ECLI:NL:GHDHA:2024:2387

Gerechtshof Den Haag

Datum uitspraak
12 december 2024
Publicatiedatum
17 december 2024
Zaaknummer
BK-24/178
Instantie
Gerechtshof Den Haag
Type
Uitspraak
Rechtsgebied
Bestuursrecht; Belastingrecht
Procedures
  • Hoger beroep
Rechters
Vindplaatsen
  • Rechtspraak.nl
AI samenvatting door LexboostAutomatisch gegenereerd

Hoger beroep inzake aanslag inkomstenbelasting/premie volksverzekeringen en vergoeding immateriële schade

In deze zaak gaat het om een hoger beroep van belanghebbende tegen een uitspraak van de Rechtbank Den Haag, waarin een aanslag in de inkomstenbelasting/premie volksverzekeringen (IB/PVV) voor het jaar 2018 werd opgelegd. De aanslag was gebaseerd op een belastbaar inkomen uit werk en woning van € 13.167 en een belastbaar inkomen uit sparen en beleggen van € 929. Na bezwaar van belanghebbende werd het belastbare inkomen uit werk en woning verlaagd tot € 10.879, en werd een vergoeding voor de kosten van bezwaar toegekend. De Rechtbank verklaarde het beroep van belanghebbende ongegrond, maar kende wel een vergoeding voor immateriële schade toe van € 1.000.

Belanghebbende ging in hoger beroep bij het Gerechtshof Den Haag. Tijdens de mondelinge behandeling op 13 november 2024 bereikten partijen een compromis over de extra vervoerskosten, wat leidde tot een herziening van het belastbare inkomen uit werk en woning tot € 3.968. Het Hof oordeelde dat belanghebbende recht had op een vergoeding van de kosten voor rechtsbijstand en het betaalde griffierecht. De kosten voor de behandeling van het beroep en het hoger beroep werden vastgesteld op € 3.500, en het griffierecht van € 138 werd eveneens vergoed.

De uitspraak van het Hof vernietigde de eerdere uitspraak van de Rechtbank, behoudens de beslissingen over de vergoeding van immateriële schade en het griffierecht. De aanslag werd verlaagd tot het nieuwe belastbare inkomen, en de belastingrente werd dienovereenkomstig aangepast. De beslissing werd op 12 december 2024 in het openbaar uitgesproken.

Uitspraak

GERECHTSHOF DEN HAAG

Team Belastingrecht
meervoudige kamer
nummer BK-24/178

Uitspraak van 12 december 2024

in het geding tussen:

[X] te [Z] , belanghebbende,

(gemachtigde: mr T.J. Wintermans)
en

de inspecteur van de Belastingdienst,

(vertegenwoordiger: […] )
op het hoger beroep van belanghebbende tegen de uitspraak van de Rechtbank Den Haag (de Rechtbank) van 24 januari 2024, nummer SGR 23/1827.

Procesverloop

1.1.

- _GEGEVENS_

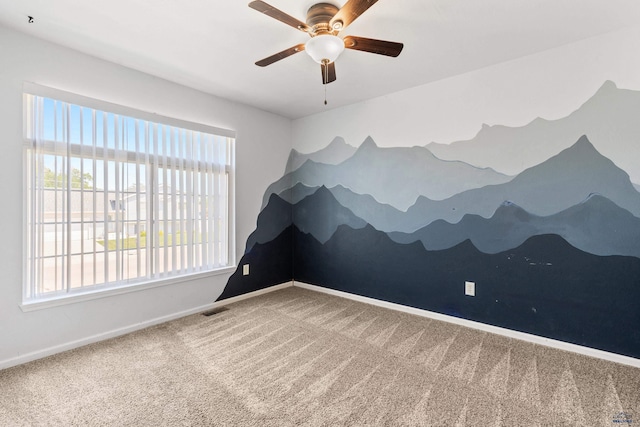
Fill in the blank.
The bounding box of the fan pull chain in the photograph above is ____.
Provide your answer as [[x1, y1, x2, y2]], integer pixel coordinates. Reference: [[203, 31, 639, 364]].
[[322, 60, 329, 105]]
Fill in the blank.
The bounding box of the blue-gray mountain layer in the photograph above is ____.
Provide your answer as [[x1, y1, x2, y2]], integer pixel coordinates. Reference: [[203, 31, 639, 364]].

- _KORTE OPDRACHT A_
Kun je alle vermeldingen uit het gegevensblok woordelijk teruggeven, maar dan zonder de afbeeldingen?
- _KORTE OPDRACHT B_
Kun je de uitspraak van het gerechtshof over de aanslag inkomstenbelasting hervatten vanaf de laatste regel die er staat?
De uitspraak en de vermeldingen hebben niets met elkaar te maken.

- _RESULTAAT OPDRACHT A_
Fill in the blank.
The bounding box of the fan pull chain in the photograph above is ____.
Provide your answer as [[x1, y1, x2, y2]], integer pixel coordinates. Reference: [[203, 31, 639, 364]].
[[322, 60, 329, 105]]
Fill in the blank.
The bounding box of the blue-gray mountain layer in the photograph above is ____.
Provide your answer as [[x1, y1, x2, y2]], integer pixel coordinates. Reference: [[203, 31, 639, 364]].

- _RESULTAAT OPDRACHT B_
Aan belanghebbende is voor het jaar 2018 een aanslag in de inkomstenbelasting/ premie volksverzekeringen (IB/PVV) opgelegd naar een belastbaar inkomen uit werk en woning van € 13.167 en een belastbaar inkomen uit sparen en beleggen van € 929 (de aanslag). Bij gelijktijdig gegeven beschikking is € 148 aan belastingrente in rekening gebracht.
1.2.
Belanghebbende heeft hiertegen bezwaar gemaakt. Bij uitspraak op bezwaar heeft de Inspecteur het belastbare inkomen uit werk en woning verminderd tot € 10.879 en de belastingrente dienovereenkomstig verminderd. Verder is aan belanghebbende een vergoeding voor de kosten van bezwaar van € 592 toegekend.
1.3.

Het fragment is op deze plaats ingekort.